◆ ASSIGNMENT ◆
The pictures are to be dropped, and the records below are to be restated word for word.

◆ SUPPLIED RECORDS ◆
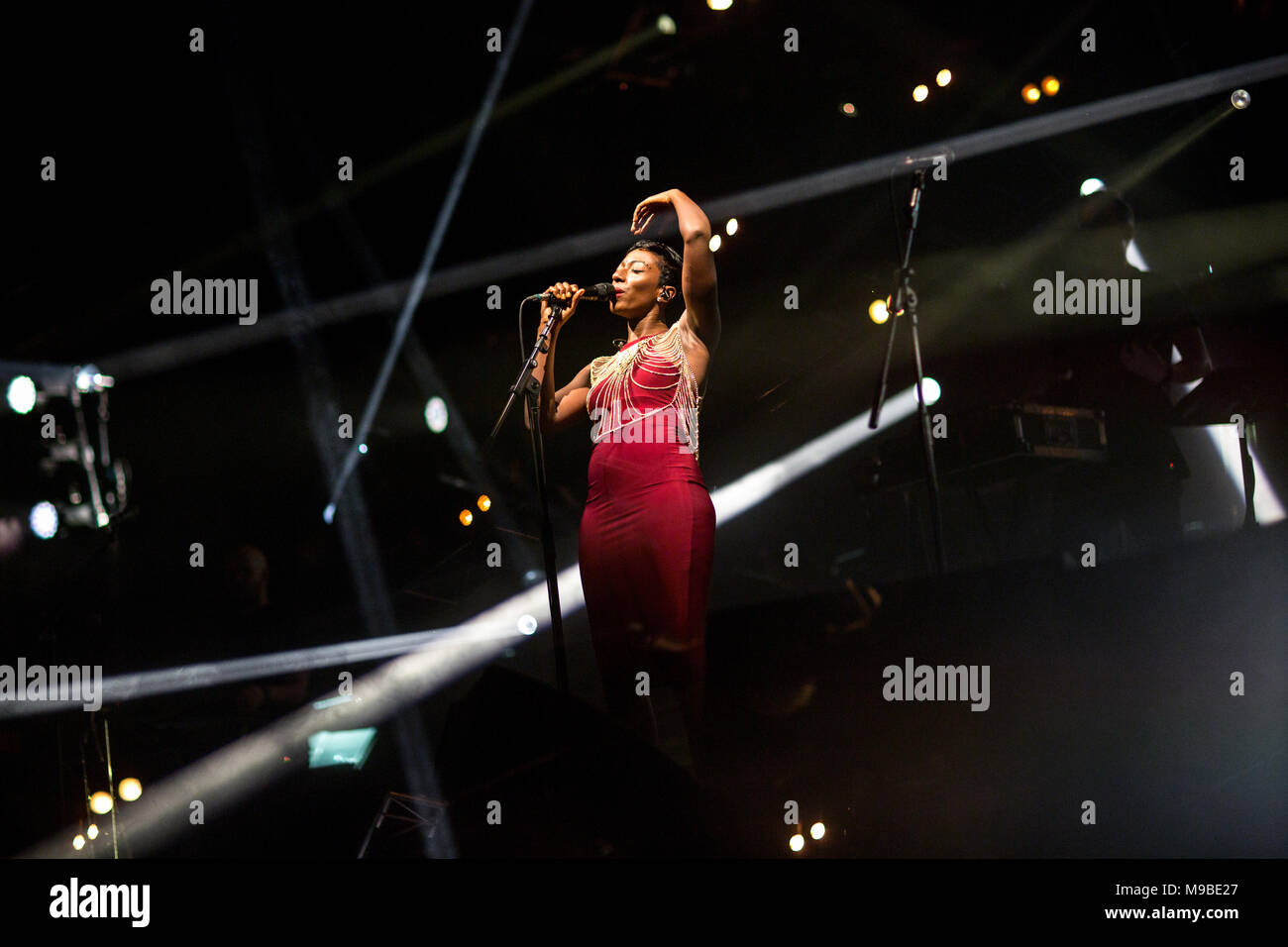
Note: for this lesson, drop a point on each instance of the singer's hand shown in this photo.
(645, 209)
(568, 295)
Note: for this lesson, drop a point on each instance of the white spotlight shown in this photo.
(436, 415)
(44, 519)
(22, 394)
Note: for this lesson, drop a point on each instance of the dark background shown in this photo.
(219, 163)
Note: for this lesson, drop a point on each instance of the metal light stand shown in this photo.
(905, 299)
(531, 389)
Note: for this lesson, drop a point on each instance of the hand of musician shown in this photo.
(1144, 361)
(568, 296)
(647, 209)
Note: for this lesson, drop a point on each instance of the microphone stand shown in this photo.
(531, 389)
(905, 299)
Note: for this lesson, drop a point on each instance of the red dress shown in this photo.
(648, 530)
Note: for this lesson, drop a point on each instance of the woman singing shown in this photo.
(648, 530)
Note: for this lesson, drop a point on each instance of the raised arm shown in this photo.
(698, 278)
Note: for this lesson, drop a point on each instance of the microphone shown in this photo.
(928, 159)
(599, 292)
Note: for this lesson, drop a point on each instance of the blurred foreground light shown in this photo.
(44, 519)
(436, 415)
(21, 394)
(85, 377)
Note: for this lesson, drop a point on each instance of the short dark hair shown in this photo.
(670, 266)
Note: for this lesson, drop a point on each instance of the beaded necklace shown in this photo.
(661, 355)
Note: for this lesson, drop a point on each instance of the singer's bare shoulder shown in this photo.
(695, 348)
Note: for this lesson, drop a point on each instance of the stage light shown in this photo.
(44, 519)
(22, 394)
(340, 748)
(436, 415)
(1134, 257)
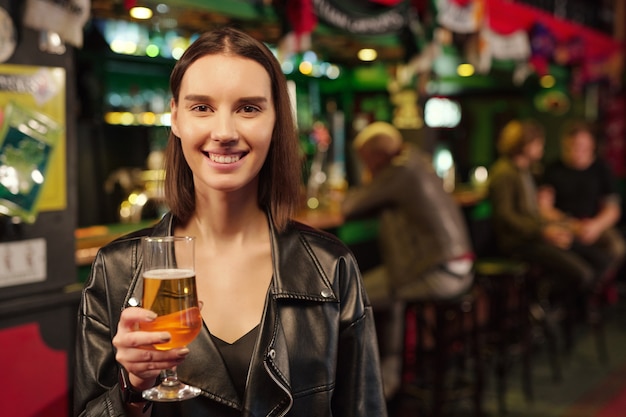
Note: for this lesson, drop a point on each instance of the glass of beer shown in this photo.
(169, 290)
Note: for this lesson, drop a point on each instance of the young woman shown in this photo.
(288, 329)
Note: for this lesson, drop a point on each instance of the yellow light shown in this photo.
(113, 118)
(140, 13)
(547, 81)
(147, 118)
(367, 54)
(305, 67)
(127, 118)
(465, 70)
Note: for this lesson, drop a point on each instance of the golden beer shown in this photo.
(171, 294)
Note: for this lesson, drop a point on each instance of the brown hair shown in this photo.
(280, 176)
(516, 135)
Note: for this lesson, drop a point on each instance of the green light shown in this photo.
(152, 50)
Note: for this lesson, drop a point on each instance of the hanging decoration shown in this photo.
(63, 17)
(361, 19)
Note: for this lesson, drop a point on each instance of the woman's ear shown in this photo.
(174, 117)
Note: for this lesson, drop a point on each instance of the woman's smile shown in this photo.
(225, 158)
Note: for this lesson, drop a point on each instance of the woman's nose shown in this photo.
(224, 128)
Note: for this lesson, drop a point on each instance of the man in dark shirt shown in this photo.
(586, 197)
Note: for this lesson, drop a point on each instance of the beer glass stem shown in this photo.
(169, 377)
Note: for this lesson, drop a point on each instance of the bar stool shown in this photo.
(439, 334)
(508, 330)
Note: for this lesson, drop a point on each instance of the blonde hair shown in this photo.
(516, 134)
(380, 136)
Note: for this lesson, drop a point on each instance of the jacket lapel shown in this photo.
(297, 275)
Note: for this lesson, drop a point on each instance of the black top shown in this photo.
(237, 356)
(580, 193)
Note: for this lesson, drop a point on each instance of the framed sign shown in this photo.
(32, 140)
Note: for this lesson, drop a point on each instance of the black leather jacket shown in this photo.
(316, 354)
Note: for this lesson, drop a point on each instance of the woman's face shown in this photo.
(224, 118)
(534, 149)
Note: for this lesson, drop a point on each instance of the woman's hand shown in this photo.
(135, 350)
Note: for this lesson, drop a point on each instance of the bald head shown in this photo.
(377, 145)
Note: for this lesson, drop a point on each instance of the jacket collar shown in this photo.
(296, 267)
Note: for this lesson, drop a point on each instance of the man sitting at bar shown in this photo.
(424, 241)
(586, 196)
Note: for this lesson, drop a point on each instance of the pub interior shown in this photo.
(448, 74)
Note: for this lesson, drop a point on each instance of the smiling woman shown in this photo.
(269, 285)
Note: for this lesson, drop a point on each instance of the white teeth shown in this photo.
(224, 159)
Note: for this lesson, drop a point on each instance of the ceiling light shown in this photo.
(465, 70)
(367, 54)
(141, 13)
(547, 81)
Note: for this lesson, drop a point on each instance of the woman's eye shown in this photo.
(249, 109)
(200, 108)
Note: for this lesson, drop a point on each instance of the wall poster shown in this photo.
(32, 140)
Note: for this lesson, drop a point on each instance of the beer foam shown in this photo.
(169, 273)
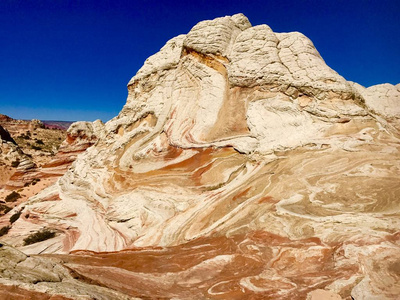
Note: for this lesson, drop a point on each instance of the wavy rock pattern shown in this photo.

◆ EXERCISE RESULT ◆
Note: for this lesson, drop a point on each instance of the singer's hand shown in this photo.
(645, 209)
(568, 295)
Note: for this lesson, drop a point on each instance of the white spotlight shown in this photo.
(436, 415)
(44, 519)
(22, 394)
Note: for this lesson, drop a point on each instance of the dark background shown in this photo.
(219, 163)
Note: for this lesson, drop a point on each instance of the metal light stand shown in this photo.
(905, 299)
(531, 389)
Note: for this lesson, drop a point on each instance of the hand of musician shown in this photo.
(1144, 361)
(568, 296)
(647, 209)
Note: for this lesson, drop a point on each instance of the microphone stand shown in this photo.
(531, 389)
(905, 299)
Note: for this lesson, drop a point on each instance of the red dress shown in this photo.
(648, 530)
Note: for this lesson, drop a point on each instance of the woman singing shown in this photo.
(648, 530)
Note: for this lesson, drop a point on each instance of the raised arm shown in this photo.
(698, 278)
Note: for this lesson, drop a point on each instance of the microphone shown in this photo.
(928, 159)
(599, 292)
Note: for this lesson, drop a point on each instance of the blurred foreground light shown in this photo.
(44, 519)
(436, 415)
(21, 394)
(85, 377)
Note: for this lesson, drop a point on each instance of the short dark hair shown in this photo.
(670, 266)
Note: for this lesson, drop a point on each instance of the beaded necklace shown in this photo.
(661, 355)
Note: for this lesson, drop a point on each instance of the singer's bare shoulder shown in this photo.
(695, 348)
Note: for this lesson, drop a point on each instance of the stage light shown in this photo.
(44, 519)
(22, 394)
(340, 748)
(436, 415)
(1134, 257)
Note: for this lesson, drop a point on each instance of the glass of beer shown in this photo.
(169, 290)
Note: for this lesson, drop a point on each instance of the young woman shown in this photo.
(288, 329)
Note: for this lesson, drop a point on each instance of the yellow light shown in this photo.
(113, 118)
(140, 13)
(547, 81)
(147, 118)
(367, 54)
(305, 67)
(127, 118)
(465, 70)
Note: for this lesson, drop a point on each instance of the golden beer shown in this photo.
(171, 294)
Note: for this lesson, drop a point on each instance of the brown hair shown in this photo.
(280, 176)
(516, 135)
Note: for this lesson, drop a point on each instance of the green light shown in this photo.
(152, 50)
Note: for this lesson, drop a point on each instance of the hanging decoration shown in this photo.
(63, 17)
(361, 19)
Note: for this lesson, drop a point on each instance of the woman's ear shown in this photo.
(174, 117)
Note: for this lesson, drop a point on each instance of the woman's smile shown in this photo.
(225, 158)
Note: for this lesson, drop a point on each instance of the woman's nose shown in this photo.
(224, 128)
Note: for this lesson, drop a point on each instance of the man in dark shirt shown in this photo.
(586, 197)
Note: for this lesson, drop a point on each instance of the beer glass stem shown in this photo.
(169, 377)
Note: for this lesson, drop a point on each instance of the bar stool shown in this photo.
(439, 334)
(508, 330)
Note: for this lesson, drop a point on each instance of the blonde hair shown in this photo.
(516, 134)
(380, 136)
Note: for this lesson, drop a point on each instance of the jacket lapel shown in this photo.
(297, 275)
Note: for this lesson, drop a point on each instance of the black top shown in this photo.
(237, 356)
(580, 193)
Note: for this lesson, drop a point on each instance of the framed sign shown in this photo.
(32, 140)
Note: for this lesson, drop a point on each instance of the black leather jacket shown in this photo.
(316, 354)
Note: for this lesson, drop a point on each instance of the woman's face shown in this photo.
(224, 118)
(534, 149)
Note: for this lesson, drop a point on each instance of the woman's hand shown in this photo.
(135, 350)
Note: for this lesson, drop a point on each instance of the bald head shown in this photo.
(377, 145)
Note: for this lesson, drop a point on each instance of the jacket collar shown in this photo.
(296, 267)
Note: for this lesson, drop a point on each instance of the man sitting at bar shown in this photo.
(424, 241)
(586, 196)
Note: for this lesson, drop a point on each instance of the pub interior shown in this photo.
(448, 74)
Note: for this lesson, drop a point on each instance of the smiling woman shown in this photo.
(269, 285)
Note: for this lesson, drop a point on each instance of the white teeth shown in this photo.
(224, 159)
Note: for this lesson, drop a point on each instance of the ceiling light shown in this photo.
(465, 70)
(367, 54)
(141, 13)
(547, 81)
Note: for this lesson, drop a point on each instance of the woman's eye shown in this photo.
(249, 109)
(200, 108)
Note: for this lesson, drop a point on each instance of the wall poster shown in this photo.
(32, 140)
Note: for this lesson, drop a point on each instance of the beer foam shown in this photo.
(169, 273)
Note: for this lesson, drop a point on each instance of the wavy rock pattern shown in this photo.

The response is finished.